Top of Data excerpts
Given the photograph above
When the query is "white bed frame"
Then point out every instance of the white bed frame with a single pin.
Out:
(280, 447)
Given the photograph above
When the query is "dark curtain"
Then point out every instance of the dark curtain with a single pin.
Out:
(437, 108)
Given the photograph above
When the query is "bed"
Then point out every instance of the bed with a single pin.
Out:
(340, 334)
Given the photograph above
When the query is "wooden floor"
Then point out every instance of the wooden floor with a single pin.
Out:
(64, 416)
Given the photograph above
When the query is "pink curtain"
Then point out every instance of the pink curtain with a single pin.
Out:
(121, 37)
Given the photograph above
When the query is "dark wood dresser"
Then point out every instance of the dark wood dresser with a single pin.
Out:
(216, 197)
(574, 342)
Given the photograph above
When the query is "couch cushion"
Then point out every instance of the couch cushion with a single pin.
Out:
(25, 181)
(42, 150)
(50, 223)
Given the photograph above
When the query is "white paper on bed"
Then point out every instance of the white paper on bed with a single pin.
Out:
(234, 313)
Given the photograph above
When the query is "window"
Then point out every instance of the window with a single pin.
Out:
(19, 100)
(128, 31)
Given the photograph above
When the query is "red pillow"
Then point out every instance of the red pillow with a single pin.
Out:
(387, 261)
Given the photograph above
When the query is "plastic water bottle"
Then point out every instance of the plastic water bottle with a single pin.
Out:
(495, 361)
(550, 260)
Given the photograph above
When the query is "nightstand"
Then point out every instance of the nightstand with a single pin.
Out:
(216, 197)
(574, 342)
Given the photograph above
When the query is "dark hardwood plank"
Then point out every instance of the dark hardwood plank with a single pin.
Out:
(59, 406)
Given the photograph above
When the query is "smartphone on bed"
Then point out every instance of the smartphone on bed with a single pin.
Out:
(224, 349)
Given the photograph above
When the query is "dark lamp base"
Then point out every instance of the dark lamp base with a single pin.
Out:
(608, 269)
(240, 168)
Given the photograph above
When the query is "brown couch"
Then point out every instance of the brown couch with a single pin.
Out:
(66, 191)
Bottom of Data excerpts
- Your goal -
Whenever a line of the records holds the string "lamp", pick it out and copy it.

- Expected answer -
When the query is "dark lamp base"
Then point out every instance of the dark lamp base with a single pin.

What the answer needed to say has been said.